>> Begin Extract provided

Significance. If the empirical claims hold, the work offers a practical advance in efficient long-horizon imitation learning by showing that SSM-based full-history encoding can outperform short-window baselines while reducing model size. The combination of dynamics-aware auxiliary training and hierarchical conditioning provides a concrete mechanism for resolving history-dependent ambiguities in manipulation, with potential applicability to other sequential decision tasks where memory efficiency matters.
major comments (2)
- [Abstract and §3] Abstract and §3 (Method): The central claim that the dynamics-aware auxiliary training objective ensures the compressed context representation from the SSM history encoder preserves critical information regarding future state evolution lacks direct quantitative validation. No next-state prediction error, mutual information, or reconstruction metrics between the context vector and future trajectories are reported to confirm that the auxiliary loss actually achieves the asserted preservation; observed performance gains could therefore be attributable to the SSM diffusion backbone or fusion mechanism instead.
- [§4] §4 (Experiments): The SOTA claims and the assertion of superior efficiency as history length increases rest on comparisons whose exact baselines, metrics, statistical significance tests, and ablation controls are not fully detailed in the provided abstract and summary. Without these, it is difficult to assess whether the hierarchical conditioning is the load-bearing factor or whether gains are driven by other architectural choices.
minor comments (2)

>> End Extract provided

Retype the review excerpt word for word, starting at "Significance. If the" and ending at "major comments (2)". The data below has no connection to the review excerpt.

>> Begin Data provided

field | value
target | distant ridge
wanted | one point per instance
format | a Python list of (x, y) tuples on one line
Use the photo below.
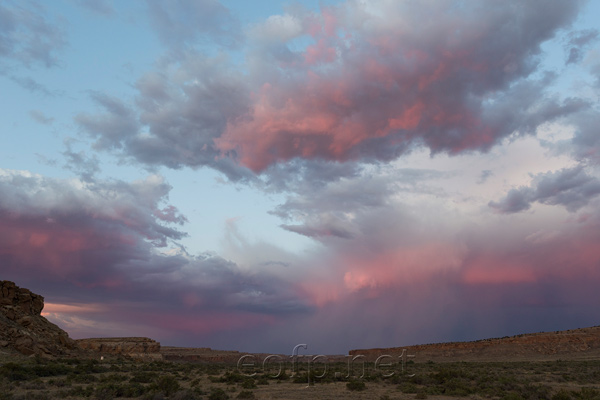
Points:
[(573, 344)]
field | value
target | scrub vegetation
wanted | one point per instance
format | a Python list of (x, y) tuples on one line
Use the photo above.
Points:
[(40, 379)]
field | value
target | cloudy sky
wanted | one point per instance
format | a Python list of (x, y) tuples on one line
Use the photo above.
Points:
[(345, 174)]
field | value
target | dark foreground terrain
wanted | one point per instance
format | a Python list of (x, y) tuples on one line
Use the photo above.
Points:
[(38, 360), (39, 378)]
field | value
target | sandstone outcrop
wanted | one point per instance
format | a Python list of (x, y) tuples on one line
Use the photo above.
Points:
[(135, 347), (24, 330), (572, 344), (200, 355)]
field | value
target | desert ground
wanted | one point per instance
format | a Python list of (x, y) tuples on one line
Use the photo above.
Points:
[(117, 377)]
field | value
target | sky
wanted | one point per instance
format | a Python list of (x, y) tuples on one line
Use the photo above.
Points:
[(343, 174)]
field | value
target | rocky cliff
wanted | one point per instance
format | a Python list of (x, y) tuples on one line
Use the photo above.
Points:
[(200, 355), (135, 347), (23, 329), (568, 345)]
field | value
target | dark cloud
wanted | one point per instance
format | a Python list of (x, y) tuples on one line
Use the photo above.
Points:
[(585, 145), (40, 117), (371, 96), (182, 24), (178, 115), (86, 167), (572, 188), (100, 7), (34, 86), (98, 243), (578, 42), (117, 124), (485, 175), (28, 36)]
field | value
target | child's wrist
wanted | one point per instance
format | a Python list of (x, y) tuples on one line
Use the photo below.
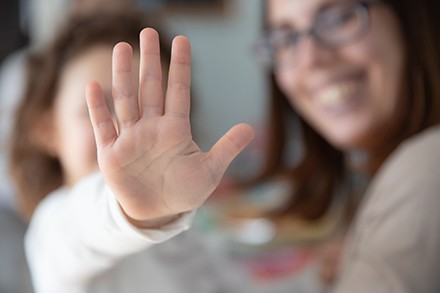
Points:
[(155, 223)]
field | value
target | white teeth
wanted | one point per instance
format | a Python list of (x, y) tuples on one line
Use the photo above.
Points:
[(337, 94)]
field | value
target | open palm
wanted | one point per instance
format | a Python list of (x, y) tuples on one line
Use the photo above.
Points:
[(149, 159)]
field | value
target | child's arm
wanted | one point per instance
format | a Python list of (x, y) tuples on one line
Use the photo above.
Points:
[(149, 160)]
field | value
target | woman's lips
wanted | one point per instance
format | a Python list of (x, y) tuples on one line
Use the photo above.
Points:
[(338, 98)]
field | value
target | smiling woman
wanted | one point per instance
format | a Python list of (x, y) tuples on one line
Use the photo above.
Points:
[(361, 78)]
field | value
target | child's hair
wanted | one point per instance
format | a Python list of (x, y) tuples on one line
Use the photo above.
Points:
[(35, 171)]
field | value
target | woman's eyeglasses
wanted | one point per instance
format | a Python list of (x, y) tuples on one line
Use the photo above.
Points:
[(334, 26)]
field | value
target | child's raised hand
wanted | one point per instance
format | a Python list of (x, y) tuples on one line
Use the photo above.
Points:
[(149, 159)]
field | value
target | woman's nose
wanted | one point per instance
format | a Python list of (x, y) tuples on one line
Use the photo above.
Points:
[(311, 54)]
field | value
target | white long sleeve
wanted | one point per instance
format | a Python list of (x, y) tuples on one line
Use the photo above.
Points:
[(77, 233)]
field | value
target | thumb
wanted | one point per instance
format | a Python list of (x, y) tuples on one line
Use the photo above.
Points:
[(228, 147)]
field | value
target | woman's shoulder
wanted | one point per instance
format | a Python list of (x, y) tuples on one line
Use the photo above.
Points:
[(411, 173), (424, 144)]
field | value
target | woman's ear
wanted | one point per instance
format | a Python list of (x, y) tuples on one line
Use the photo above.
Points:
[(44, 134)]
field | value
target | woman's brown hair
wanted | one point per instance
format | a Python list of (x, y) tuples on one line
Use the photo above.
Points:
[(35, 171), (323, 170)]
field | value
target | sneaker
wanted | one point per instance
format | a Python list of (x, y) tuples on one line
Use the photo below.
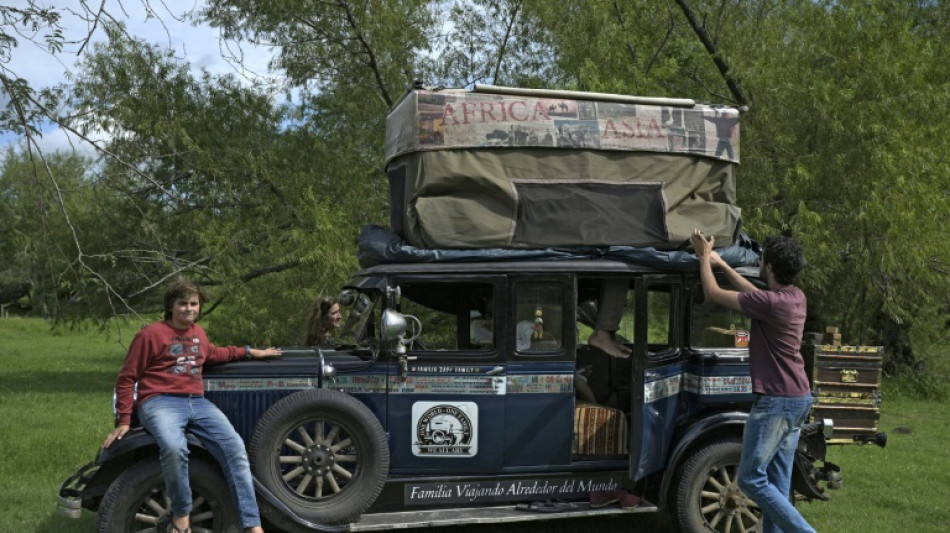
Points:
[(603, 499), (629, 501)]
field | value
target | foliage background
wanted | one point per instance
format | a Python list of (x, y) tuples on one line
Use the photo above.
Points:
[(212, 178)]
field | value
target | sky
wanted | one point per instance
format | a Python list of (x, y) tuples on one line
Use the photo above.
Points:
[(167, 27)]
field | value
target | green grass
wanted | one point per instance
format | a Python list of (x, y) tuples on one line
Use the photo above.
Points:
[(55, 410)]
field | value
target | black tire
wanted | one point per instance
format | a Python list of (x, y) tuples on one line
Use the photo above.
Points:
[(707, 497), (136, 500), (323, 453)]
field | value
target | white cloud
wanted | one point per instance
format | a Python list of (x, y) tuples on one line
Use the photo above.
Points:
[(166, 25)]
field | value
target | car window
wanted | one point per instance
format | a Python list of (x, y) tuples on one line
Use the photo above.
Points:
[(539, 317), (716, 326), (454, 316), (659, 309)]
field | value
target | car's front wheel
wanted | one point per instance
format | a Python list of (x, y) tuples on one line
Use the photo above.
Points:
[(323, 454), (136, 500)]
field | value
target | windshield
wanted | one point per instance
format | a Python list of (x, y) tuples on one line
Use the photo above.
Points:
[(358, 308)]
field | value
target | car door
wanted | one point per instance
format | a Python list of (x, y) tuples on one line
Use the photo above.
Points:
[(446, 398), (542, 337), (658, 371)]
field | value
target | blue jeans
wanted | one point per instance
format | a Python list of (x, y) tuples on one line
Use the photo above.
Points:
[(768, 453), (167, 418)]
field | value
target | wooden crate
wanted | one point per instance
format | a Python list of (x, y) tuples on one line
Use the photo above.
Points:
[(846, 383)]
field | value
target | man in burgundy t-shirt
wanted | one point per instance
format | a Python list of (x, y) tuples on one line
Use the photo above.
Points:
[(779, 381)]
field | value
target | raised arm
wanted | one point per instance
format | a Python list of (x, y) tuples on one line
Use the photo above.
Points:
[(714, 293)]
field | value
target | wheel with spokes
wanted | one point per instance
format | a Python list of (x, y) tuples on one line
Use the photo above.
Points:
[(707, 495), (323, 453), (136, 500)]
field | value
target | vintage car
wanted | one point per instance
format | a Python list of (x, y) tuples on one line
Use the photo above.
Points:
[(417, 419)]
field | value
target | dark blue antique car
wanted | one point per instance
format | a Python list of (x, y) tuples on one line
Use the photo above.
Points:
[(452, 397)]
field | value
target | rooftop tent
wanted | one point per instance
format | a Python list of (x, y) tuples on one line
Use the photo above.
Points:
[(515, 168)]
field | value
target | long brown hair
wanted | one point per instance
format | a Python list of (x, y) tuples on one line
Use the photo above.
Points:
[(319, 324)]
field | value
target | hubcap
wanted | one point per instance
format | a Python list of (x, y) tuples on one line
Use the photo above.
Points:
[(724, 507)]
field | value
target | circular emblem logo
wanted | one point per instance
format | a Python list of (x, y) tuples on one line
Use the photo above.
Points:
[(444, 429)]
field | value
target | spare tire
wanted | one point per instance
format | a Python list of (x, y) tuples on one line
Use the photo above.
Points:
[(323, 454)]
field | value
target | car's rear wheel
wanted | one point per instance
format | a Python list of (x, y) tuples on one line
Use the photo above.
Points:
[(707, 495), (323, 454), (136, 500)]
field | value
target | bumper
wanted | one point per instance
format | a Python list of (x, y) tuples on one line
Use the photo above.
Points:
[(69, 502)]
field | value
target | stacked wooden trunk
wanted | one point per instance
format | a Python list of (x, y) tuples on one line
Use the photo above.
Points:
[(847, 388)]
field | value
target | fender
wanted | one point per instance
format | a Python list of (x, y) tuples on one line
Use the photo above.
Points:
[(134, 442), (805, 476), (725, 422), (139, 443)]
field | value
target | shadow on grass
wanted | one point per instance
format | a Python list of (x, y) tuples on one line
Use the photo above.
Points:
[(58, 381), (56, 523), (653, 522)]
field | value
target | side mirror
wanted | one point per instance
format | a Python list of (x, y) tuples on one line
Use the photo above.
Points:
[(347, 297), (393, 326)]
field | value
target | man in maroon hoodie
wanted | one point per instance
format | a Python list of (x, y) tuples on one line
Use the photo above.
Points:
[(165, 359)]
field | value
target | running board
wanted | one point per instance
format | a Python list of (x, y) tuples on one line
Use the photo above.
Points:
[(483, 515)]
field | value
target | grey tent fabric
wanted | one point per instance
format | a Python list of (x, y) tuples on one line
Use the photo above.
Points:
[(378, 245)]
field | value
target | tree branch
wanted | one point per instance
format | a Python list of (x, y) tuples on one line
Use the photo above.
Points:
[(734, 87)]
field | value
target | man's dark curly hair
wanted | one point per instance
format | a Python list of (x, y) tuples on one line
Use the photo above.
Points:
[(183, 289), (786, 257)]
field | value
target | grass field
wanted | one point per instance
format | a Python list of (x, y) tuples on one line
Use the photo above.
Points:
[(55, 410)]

>> End Data provided
>> Begin Data provided

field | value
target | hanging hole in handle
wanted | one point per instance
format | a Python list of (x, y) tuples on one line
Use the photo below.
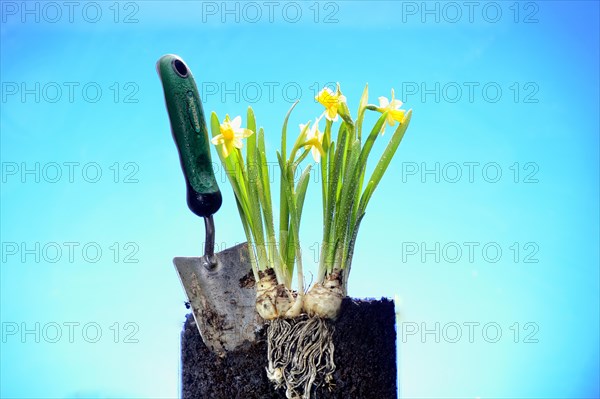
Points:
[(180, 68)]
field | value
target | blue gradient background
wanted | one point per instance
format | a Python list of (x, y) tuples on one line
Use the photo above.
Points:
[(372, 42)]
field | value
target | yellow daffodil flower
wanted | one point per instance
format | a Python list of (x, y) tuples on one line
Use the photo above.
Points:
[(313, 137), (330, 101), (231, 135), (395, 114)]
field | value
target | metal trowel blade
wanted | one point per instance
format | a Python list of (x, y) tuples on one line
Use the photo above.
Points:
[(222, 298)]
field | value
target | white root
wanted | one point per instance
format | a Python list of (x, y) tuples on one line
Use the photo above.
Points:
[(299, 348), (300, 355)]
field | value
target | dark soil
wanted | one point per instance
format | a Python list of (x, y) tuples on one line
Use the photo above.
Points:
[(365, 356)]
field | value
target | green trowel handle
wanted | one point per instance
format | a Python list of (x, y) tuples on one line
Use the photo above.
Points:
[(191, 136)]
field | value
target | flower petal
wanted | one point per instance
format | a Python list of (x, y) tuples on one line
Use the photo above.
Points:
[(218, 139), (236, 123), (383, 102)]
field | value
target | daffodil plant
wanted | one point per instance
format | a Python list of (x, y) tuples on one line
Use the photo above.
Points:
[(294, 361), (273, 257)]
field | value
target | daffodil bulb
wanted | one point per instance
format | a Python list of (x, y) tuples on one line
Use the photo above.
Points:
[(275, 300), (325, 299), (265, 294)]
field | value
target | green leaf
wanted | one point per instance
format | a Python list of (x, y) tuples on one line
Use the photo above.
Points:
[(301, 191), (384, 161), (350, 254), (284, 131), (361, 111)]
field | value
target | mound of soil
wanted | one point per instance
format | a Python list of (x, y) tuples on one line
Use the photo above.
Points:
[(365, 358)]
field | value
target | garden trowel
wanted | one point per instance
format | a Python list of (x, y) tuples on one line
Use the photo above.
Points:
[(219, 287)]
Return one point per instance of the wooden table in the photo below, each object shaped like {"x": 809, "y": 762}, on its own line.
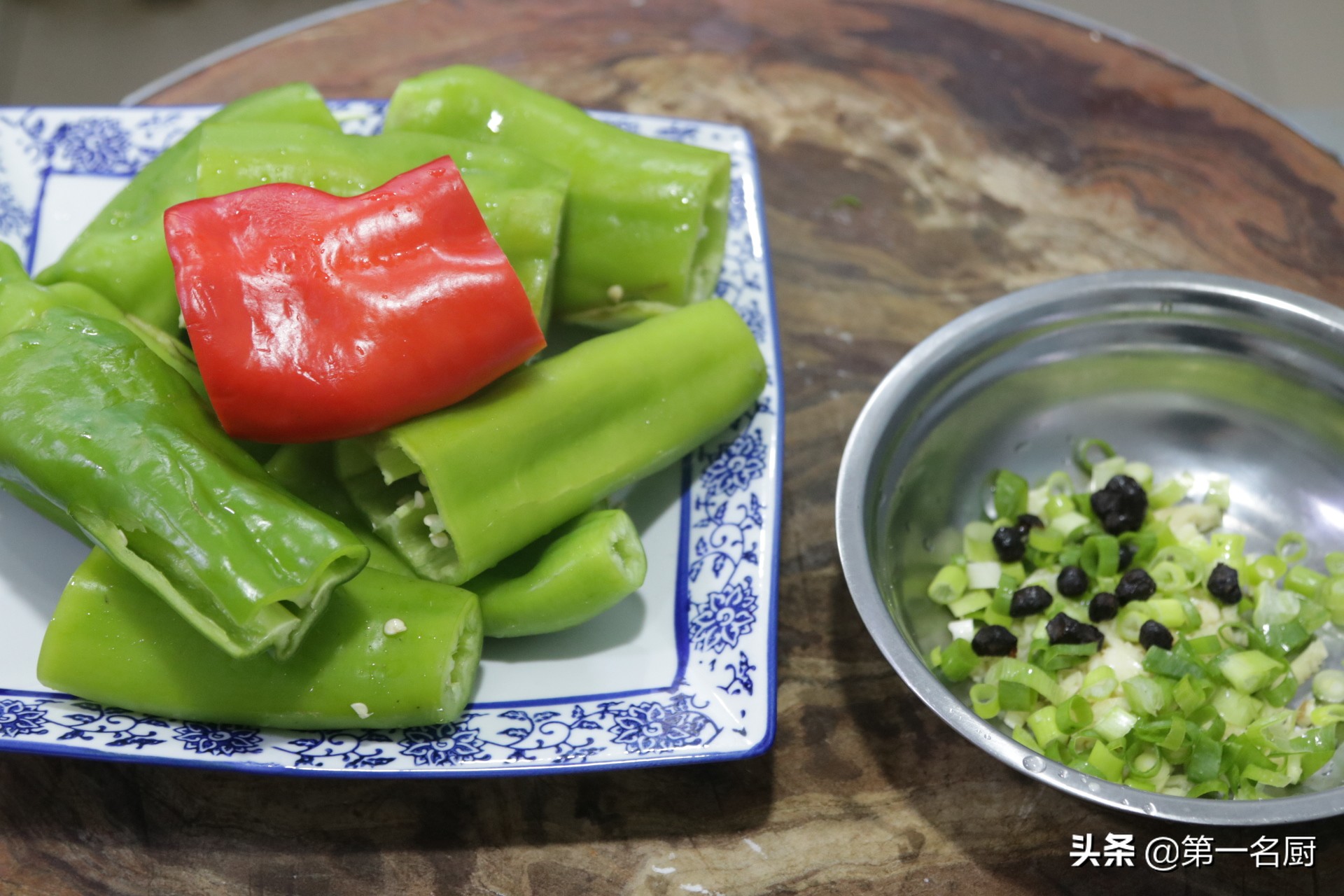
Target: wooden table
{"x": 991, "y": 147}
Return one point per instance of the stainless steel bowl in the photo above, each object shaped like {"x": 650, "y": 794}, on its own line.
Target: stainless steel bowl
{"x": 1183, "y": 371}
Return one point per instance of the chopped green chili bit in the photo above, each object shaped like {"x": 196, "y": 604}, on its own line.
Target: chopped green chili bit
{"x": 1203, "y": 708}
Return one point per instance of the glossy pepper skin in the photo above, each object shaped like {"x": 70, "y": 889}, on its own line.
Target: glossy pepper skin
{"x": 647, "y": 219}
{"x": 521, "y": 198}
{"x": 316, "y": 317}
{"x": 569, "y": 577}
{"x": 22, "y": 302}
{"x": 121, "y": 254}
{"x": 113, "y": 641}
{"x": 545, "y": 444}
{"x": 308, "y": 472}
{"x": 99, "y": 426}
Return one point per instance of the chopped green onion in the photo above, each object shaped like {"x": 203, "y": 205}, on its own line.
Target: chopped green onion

>> End Data provided
>> Begin Data provided

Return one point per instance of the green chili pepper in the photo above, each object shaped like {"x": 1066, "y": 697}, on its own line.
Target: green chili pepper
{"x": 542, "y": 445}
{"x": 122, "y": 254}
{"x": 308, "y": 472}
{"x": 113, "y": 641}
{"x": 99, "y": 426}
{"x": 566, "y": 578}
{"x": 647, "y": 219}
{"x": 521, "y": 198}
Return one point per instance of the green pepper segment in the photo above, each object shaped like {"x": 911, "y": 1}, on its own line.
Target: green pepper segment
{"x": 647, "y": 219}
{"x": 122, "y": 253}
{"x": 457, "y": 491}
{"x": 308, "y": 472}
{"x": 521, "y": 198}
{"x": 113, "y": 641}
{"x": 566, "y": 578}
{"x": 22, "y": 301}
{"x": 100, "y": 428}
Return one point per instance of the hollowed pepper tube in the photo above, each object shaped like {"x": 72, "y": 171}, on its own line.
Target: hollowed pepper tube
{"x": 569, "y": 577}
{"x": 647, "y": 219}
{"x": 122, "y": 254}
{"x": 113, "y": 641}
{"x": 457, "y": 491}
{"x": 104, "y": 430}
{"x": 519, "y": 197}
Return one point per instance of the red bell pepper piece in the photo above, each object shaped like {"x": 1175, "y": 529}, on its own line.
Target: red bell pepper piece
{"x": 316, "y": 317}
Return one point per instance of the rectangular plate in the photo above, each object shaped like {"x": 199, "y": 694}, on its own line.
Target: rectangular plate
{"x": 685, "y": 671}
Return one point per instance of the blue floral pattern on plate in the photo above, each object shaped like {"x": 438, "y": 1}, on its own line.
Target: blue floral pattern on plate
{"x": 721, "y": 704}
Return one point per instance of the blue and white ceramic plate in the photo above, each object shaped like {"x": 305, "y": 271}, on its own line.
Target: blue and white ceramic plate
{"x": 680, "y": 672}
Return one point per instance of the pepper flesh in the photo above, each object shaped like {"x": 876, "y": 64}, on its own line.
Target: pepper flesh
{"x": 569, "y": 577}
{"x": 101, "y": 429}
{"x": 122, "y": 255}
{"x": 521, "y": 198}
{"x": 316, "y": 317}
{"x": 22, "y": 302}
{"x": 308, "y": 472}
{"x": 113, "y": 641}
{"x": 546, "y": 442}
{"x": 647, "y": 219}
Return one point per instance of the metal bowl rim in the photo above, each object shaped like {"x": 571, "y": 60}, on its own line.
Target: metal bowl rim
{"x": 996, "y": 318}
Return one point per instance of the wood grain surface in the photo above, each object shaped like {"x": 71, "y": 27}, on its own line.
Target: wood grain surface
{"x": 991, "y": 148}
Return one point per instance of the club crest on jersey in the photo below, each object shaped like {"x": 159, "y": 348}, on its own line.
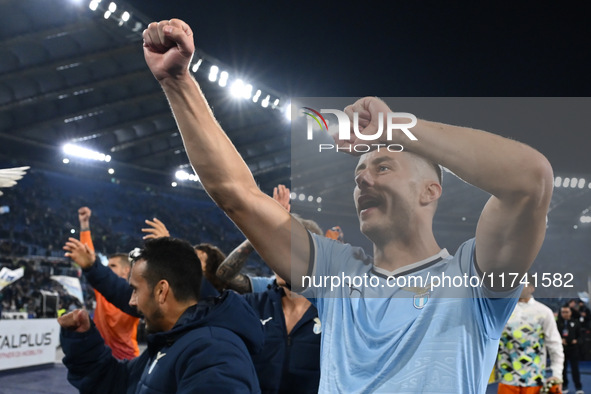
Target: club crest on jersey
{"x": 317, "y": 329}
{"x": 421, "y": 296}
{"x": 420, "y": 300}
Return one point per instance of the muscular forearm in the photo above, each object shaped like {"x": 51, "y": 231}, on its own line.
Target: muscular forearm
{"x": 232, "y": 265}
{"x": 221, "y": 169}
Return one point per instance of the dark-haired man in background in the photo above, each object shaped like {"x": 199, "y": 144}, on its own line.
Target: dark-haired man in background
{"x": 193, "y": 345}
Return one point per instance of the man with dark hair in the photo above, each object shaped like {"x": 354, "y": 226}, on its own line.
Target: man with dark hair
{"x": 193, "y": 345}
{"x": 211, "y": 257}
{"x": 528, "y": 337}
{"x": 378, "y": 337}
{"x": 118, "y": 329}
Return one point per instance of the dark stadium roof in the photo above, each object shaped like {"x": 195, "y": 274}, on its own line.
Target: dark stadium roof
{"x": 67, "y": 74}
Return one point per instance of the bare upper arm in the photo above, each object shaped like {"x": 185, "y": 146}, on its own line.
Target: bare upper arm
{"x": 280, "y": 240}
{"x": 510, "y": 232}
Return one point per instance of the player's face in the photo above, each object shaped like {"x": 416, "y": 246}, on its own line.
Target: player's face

>> End Data provided

**Output of the exercise**
Significance. If the empirical claims hold, the work offers a practical advance in efficient long-horizon imitation learning by showing that SSM-based full-history encoding can outperform short-window baselines while reducing model size. The combination of dynamics-aware auxiliary training and hierarchical conditioning provides a concrete mechanism for resolving history-dependent ambiguities in manipulation, with potential applicability to other sequential decision tasks where memory efficiency matters.
major comments (2)